======== Input records ========

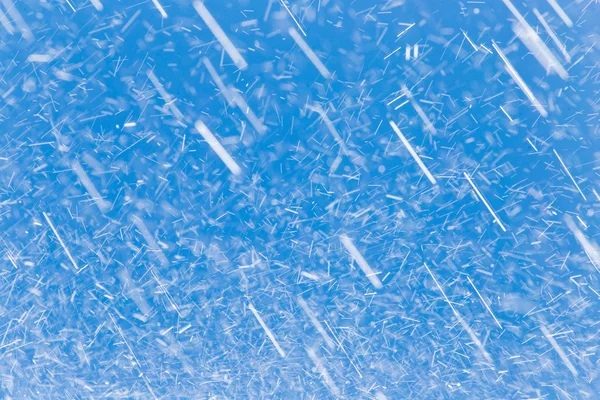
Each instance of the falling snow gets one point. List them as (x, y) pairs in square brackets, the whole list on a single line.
[(300, 199)]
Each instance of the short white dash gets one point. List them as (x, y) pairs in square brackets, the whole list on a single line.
[(215, 28), (267, 330), (61, 241), (362, 263), (413, 153), (218, 148), (485, 202)]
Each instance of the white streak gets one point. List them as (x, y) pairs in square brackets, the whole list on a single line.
[(161, 10), (214, 27), (552, 35), (102, 204), (39, 58), (315, 322), (590, 247), (535, 44), (558, 350), (561, 13), (11, 9), (463, 323), (97, 5), (484, 303), (570, 176), (267, 330), (309, 53), (517, 78), (362, 263), (6, 23), (292, 15), (485, 202), (218, 148), (61, 241), (412, 152)]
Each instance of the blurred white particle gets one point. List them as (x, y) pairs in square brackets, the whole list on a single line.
[(220, 35)]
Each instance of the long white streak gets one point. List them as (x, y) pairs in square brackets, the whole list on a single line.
[(535, 44), (166, 96), (213, 73), (309, 53), (97, 5), (152, 244), (517, 78), (485, 202), (218, 148), (362, 263), (11, 9), (413, 153), (428, 125), (463, 323), (267, 330), (102, 204), (214, 27), (561, 13), (323, 372), (161, 10), (317, 324), (570, 176), (590, 247), (540, 51), (239, 100), (39, 58), (292, 15), (552, 35), (484, 303), (558, 350), (61, 241)]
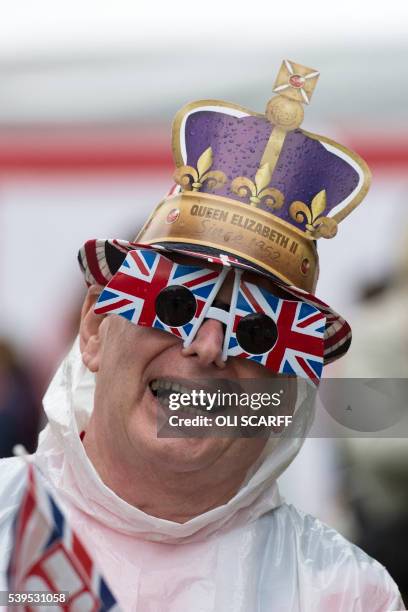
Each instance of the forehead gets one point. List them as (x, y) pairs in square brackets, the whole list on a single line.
[(250, 277)]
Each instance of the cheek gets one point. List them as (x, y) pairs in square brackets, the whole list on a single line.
[(128, 349)]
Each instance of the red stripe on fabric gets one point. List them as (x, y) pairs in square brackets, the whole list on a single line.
[(82, 555), (200, 306), (105, 309), (160, 280), (250, 298), (176, 331), (26, 510), (139, 262), (311, 320), (202, 279), (303, 363), (93, 264)]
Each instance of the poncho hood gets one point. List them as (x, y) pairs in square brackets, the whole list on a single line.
[(61, 456)]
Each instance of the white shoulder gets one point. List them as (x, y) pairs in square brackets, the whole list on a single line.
[(345, 575), (12, 481)]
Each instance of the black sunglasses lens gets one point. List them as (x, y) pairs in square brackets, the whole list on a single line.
[(256, 333), (175, 305)]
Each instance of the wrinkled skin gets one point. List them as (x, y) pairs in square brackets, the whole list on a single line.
[(172, 478)]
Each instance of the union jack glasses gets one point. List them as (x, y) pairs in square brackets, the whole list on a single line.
[(285, 336)]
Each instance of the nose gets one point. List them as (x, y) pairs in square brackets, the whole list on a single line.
[(207, 345)]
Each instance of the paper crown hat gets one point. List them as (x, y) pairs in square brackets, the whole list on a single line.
[(253, 189)]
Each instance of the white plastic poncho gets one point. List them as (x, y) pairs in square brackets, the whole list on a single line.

========

(Assigned task): The answer must be the line containing "Each instance of the paper" and every line after it through the end of the records, repeated exactly.

(Result below):
Each instance of the paper crown hat gets one point. List them as (x, y) pairs in square brackets, the whole list on a single line.
[(253, 189)]
Each instance of the white plastic poncho gets one point. List them as (x, y) pairs in square brackets, the whole list on a single line.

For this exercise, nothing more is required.